BRIEF:
Copy word for word the stretch of the networking report below that opens with the words containing "Figure 6.4: Throughput" and closes with "into individual transfers.".

QUOTED PASSAGE:

_ _ _

This test showed that the poll-all driver can better utilise the available bandwidth of disparate paths used for parallel transfers.

Round-robin and poll-all drivers and fluctuation of available bandwidth

We configured both links for the same bandwidth of 310 Mbps. We measured TCP throughput of a parallel transfer with each driver for 15 seconds. During the middle third of these intervals (time offsets from 5 to 10 seconds), we added another TCP stream as cross-traffic to link 1. Measured throughput is shown in Figure 6.4. At the bottom, the figure also shows the throughput of the cross-traffic streams. It is apparent that the poll-all driver was able to keep significantly higher throughput of a parallel transfer than the round-robin driver by utilising the available bandwidth of the less loaded link, with only little effect on the cross-traffic streams.

Figure 6.4: Throughput over two real links, cross-traffic on one link

The advantages of our psock library over other implementations of parallel transfers are:

no changes to the TCP stack in the operating system kernels is needed (it could be the standard TCP or some kind of "fast TCP"),
easy adaptation of existing network applications,
ability to use different available bandwidth of individual connections,
possibility of experimenting with different algorithms for distributing data into individual transfers.

6.4 Development of Firmware for a Hardware Monitoring Adapter

CESNET, Masaryk University and Technical University in Brno have been developing firmware for network monitoring with COMBO cards for the past several years. New research projects and activities are emerging that can benefit from the use of programmable hardware, such as LOBSTER project or JRA1 activity of the GN2 project. As the hardware development team has currently no spare capacity, we decided to create another development team to work on the new projects. Two PCs with COMBO cards and development software will be installed in the Department of Telecommunications at the Faculty of Electrical Engineering of the Czech Technical University. These computers will be used for student work in courses. Independently of the cooperation with the Department of Telecommunications we started to work on hardware anonymisation for the LOBSTER project.

6.4.1 Hardware Anonymisation of Packet Headers

In passive monitoring we directly observe real traffic rather than test packets injected by ourselves. Captured traces of real user traffic are very useful for networking research, ranging from security analysis to testing routing algorithms. However, we must ensure privacy of the data sent by users. Therefore, it is very important to remove all sensitive information from captured packets, while preserving the original traffic dynamics.

_ _ _

GIVEN DATA:
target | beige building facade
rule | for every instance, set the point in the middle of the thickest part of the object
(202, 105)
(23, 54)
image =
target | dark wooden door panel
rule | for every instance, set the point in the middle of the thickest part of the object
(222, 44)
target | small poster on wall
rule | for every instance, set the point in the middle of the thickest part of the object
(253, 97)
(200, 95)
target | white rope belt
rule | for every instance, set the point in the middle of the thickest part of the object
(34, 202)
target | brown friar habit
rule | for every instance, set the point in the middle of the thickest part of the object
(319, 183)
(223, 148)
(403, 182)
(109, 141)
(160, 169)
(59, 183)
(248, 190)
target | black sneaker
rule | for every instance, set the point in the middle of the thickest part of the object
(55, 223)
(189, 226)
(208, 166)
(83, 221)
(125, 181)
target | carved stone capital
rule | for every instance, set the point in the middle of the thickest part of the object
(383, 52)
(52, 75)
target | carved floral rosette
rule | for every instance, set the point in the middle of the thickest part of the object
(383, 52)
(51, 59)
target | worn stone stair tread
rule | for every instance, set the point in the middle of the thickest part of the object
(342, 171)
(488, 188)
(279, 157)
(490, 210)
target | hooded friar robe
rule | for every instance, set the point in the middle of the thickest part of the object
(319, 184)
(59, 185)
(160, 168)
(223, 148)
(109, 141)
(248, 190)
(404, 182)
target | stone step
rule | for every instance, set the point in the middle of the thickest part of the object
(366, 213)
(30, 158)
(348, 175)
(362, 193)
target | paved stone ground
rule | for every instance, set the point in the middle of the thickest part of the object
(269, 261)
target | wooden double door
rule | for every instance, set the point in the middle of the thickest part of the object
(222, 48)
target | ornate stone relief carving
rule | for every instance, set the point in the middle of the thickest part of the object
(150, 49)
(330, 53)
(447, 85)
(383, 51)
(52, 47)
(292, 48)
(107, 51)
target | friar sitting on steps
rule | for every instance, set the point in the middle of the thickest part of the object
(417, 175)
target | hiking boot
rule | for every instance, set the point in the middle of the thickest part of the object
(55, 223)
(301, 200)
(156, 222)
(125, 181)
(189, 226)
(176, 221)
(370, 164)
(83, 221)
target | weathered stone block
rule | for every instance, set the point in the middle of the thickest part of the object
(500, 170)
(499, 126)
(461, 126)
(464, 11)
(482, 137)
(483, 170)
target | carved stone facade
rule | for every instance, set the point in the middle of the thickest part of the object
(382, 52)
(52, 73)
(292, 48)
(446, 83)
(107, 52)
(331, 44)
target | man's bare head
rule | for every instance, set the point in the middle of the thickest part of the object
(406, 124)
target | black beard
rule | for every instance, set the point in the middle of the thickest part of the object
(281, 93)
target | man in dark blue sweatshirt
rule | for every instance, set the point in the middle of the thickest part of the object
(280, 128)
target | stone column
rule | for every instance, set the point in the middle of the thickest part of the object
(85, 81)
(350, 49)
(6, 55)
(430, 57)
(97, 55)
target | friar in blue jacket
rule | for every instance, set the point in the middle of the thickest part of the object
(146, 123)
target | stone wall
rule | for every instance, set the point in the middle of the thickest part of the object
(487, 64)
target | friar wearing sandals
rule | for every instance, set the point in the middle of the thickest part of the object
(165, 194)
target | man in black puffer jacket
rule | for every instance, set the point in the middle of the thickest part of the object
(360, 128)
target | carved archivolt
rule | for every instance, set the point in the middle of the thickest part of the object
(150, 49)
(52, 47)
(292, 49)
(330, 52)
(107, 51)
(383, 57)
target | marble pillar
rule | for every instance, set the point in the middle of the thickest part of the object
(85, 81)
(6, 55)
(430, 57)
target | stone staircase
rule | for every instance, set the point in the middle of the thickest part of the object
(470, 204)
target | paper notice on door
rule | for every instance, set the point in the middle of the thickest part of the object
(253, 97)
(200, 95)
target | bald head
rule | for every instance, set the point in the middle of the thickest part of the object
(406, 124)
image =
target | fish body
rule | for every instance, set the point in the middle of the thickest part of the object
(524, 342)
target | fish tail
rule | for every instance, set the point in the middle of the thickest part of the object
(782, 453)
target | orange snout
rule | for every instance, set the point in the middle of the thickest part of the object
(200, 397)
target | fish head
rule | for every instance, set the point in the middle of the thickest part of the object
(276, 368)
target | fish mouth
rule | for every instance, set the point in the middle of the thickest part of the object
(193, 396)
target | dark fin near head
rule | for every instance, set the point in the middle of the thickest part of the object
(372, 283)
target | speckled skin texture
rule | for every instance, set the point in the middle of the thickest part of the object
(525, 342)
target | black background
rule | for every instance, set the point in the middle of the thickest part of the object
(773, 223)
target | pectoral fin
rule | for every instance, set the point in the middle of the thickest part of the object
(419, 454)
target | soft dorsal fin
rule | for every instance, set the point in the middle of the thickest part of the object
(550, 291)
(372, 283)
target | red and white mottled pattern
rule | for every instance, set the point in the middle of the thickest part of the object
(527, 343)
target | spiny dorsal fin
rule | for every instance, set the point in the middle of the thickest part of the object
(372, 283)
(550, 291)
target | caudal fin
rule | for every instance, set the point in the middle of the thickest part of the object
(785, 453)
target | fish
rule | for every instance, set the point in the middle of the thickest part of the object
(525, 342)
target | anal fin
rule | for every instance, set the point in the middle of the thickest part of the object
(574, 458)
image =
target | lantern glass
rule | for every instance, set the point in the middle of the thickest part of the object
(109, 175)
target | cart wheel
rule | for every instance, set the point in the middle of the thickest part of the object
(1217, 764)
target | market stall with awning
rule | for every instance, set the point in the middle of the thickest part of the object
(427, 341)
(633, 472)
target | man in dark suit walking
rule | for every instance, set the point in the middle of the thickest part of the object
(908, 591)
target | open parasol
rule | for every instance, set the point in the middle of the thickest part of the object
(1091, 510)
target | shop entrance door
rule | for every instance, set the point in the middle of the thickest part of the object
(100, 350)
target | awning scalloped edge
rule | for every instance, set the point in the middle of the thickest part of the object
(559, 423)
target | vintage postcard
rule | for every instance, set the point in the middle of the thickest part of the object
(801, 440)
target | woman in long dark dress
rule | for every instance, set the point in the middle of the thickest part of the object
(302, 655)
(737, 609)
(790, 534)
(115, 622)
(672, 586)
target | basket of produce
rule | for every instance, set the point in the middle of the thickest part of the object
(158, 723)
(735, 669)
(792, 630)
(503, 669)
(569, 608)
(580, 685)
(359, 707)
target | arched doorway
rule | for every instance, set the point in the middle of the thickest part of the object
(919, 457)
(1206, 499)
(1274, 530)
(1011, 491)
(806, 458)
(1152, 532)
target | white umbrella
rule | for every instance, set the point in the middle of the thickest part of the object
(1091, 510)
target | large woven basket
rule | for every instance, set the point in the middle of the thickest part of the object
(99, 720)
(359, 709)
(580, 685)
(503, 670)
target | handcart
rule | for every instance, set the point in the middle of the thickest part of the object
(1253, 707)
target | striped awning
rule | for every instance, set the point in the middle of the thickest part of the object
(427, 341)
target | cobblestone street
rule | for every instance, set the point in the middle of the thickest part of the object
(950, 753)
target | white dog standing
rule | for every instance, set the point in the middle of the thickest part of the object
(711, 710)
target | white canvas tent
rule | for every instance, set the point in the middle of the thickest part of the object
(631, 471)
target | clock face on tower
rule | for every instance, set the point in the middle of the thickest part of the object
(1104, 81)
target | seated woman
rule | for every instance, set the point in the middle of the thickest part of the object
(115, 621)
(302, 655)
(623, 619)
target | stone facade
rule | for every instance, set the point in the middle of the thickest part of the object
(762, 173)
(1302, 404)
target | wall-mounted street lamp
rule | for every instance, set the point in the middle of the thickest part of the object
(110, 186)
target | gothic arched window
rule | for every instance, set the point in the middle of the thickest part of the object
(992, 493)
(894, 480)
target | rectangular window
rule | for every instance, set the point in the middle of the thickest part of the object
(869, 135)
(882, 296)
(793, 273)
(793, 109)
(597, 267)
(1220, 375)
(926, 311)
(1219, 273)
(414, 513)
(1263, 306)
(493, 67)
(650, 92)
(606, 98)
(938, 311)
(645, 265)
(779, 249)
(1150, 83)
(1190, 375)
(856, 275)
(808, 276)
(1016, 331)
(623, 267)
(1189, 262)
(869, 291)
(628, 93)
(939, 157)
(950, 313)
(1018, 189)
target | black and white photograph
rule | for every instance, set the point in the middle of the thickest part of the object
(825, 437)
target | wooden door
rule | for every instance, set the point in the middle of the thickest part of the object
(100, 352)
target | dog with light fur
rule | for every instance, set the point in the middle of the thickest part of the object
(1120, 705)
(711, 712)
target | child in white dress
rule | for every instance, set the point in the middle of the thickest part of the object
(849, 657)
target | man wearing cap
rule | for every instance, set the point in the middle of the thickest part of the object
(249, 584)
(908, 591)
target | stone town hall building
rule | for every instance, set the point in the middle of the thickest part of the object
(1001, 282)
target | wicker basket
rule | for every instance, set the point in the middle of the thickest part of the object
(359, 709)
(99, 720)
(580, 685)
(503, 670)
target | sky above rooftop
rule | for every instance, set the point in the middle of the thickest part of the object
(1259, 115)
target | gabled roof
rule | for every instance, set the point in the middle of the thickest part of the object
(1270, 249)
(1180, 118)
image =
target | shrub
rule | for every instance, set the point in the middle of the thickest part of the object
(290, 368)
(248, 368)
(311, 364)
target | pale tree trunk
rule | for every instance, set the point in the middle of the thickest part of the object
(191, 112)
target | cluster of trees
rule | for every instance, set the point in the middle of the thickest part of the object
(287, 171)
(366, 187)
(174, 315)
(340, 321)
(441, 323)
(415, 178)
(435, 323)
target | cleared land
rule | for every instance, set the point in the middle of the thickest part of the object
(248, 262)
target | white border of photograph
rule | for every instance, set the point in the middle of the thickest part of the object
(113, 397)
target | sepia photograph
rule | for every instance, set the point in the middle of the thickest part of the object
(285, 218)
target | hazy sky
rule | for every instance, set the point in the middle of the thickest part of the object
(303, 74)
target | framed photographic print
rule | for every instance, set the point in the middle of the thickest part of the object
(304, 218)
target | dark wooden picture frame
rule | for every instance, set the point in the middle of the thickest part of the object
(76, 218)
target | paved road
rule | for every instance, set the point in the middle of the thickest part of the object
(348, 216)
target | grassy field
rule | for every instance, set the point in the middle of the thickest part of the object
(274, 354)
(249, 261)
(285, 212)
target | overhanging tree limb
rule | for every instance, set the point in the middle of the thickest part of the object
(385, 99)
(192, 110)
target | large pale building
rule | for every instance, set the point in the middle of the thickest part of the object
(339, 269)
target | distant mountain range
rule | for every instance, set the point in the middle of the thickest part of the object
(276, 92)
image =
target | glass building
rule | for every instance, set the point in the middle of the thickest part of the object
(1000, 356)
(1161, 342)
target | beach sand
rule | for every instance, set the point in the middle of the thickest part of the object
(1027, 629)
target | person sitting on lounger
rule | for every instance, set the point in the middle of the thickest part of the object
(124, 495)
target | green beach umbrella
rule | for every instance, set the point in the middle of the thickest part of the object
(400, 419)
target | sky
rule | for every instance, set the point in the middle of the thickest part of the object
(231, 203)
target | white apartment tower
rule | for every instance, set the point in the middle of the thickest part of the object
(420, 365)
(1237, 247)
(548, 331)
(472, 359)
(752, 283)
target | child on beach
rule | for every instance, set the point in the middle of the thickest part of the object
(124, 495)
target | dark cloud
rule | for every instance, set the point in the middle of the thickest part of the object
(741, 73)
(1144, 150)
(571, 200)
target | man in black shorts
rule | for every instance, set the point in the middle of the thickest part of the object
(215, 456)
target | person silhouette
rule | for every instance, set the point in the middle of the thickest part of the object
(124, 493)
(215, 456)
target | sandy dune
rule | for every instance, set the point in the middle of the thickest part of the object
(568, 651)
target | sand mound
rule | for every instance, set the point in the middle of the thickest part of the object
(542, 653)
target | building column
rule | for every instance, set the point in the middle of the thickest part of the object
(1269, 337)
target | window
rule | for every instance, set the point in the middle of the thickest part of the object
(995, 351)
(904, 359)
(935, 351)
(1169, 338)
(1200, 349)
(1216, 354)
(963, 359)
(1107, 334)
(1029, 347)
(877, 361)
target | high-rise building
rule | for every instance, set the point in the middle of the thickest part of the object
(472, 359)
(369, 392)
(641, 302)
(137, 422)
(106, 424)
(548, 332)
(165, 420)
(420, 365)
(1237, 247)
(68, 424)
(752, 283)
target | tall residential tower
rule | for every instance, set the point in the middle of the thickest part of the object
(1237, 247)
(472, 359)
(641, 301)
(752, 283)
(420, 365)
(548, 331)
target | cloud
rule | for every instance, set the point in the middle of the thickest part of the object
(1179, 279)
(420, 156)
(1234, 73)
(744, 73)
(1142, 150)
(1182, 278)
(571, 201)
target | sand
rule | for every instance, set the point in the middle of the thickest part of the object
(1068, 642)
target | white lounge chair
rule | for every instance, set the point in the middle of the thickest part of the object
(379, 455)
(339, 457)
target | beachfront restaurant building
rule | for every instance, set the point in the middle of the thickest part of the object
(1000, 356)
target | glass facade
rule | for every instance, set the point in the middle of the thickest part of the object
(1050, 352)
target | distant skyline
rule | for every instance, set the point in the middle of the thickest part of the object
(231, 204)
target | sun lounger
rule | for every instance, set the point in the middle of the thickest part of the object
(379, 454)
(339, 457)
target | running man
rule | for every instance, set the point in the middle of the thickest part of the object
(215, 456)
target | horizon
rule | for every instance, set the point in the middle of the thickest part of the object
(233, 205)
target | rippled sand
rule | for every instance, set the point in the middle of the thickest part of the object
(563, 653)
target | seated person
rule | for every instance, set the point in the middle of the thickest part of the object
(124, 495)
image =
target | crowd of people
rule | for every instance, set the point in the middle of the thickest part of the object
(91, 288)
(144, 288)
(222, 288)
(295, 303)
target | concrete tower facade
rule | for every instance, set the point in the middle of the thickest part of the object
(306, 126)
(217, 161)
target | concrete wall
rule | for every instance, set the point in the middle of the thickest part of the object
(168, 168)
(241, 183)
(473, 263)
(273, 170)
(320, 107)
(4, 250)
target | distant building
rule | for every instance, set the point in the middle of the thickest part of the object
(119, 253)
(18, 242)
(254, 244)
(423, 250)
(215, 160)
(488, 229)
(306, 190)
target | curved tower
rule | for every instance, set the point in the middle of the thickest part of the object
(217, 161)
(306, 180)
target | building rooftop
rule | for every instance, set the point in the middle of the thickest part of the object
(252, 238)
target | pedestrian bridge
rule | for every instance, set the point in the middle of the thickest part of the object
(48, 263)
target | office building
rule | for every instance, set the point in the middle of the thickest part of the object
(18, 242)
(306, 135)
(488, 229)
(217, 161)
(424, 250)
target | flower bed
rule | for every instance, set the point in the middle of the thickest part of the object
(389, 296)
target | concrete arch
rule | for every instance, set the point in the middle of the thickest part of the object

_ _ _

FINAL RESULT:
Figure 6.4: Throughput over two real links, cross-traffic on one link

The advantages of our psock library over other implementations of parallel transfers are:

no changes to the TCP stack in the operating system kernels is needed (it could be the standard TCP or some kind of "fast TCP"),
easy adaptation of existing network applications,
ability to use different available bandwidth of individual connections,
possibility of experimenting with different algorithms for distributing data into individual transfers.